§ Exercise text:

Students to have access to counselors, SEL services on first day of school

Counselor and student

By Eddie Villa

On the first day of school, students will be welcomed back with friendly counselors at their school. Austin ISD’s goal is to have counselors visible so students know who to talk to as they transition back to on-campus learning.

Psychologists have warned about the emotional and psychological toll living under a pandemic for more than a year has caused to many students. Now, as families prepare to return, AISD is dedicating resources to help in this transition. 

“Students don’t have to prove their need or wellness or care, it’s just open access –– the ability to talk to counselors at any point in time,” said Shakira Hamilton-Adams, secondary counseling coordinator. “We are starting off the beginning of the year with counselors being available in the hallways.”

This summer, counselors and teachers are going through trauma-informed care training called Trust-Based Relational Intervention, or TBRI. This training will help counselors and teachers build relationships from the first day of school.

On top of that, students will have a dedicated advisory period that focuses on lessons around mental health or social emotional learning. These lessons can be integrated into the academic curriculum throughout the day. For example, students may learn techniques to help them focus, or teachers may learn about the importance of brain breaks for their students, all of which can help students academically.

Counselors will also have one-on-one meetings with every student in the district to check in with students and re-build relationships throughout the school year. Counselors will ask tailored questions by grade level about how the student is doing.

Stored records

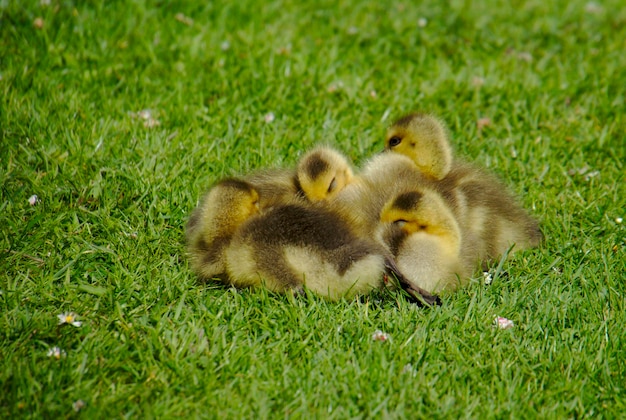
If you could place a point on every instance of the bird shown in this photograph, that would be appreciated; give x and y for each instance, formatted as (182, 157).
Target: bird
(232, 201)
(422, 234)
(490, 217)
(322, 173)
(286, 247)
(295, 246)
(212, 224)
(424, 139)
(383, 176)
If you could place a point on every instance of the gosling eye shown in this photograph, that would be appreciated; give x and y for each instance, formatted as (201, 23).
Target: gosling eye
(333, 185)
(400, 223)
(394, 141)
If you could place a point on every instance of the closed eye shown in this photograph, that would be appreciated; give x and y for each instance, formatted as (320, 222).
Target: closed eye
(394, 141)
(333, 185)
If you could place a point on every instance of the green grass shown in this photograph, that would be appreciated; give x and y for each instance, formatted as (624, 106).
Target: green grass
(106, 238)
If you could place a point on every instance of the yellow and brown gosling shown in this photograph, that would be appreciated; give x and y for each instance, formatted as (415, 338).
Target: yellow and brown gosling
(490, 218)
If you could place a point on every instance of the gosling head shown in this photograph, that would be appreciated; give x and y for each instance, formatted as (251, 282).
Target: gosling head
(322, 173)
(424, 139)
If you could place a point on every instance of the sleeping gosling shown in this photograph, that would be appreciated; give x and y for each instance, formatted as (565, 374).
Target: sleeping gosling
(490, 218)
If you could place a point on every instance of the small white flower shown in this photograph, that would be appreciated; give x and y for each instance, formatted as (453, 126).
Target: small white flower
(380, 336)
(488, 278)
(78, 405)
(409, 370)
(56, 352)
(69, 318)
(184, 19)
(503, 323)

§ Problem: What is the name of the trauma-informed care training that counselors and teachers take this summer, according to the article about counselors on the first day of school?

§ Exercise response: Trust-Based Relational Intervention, or TBRI.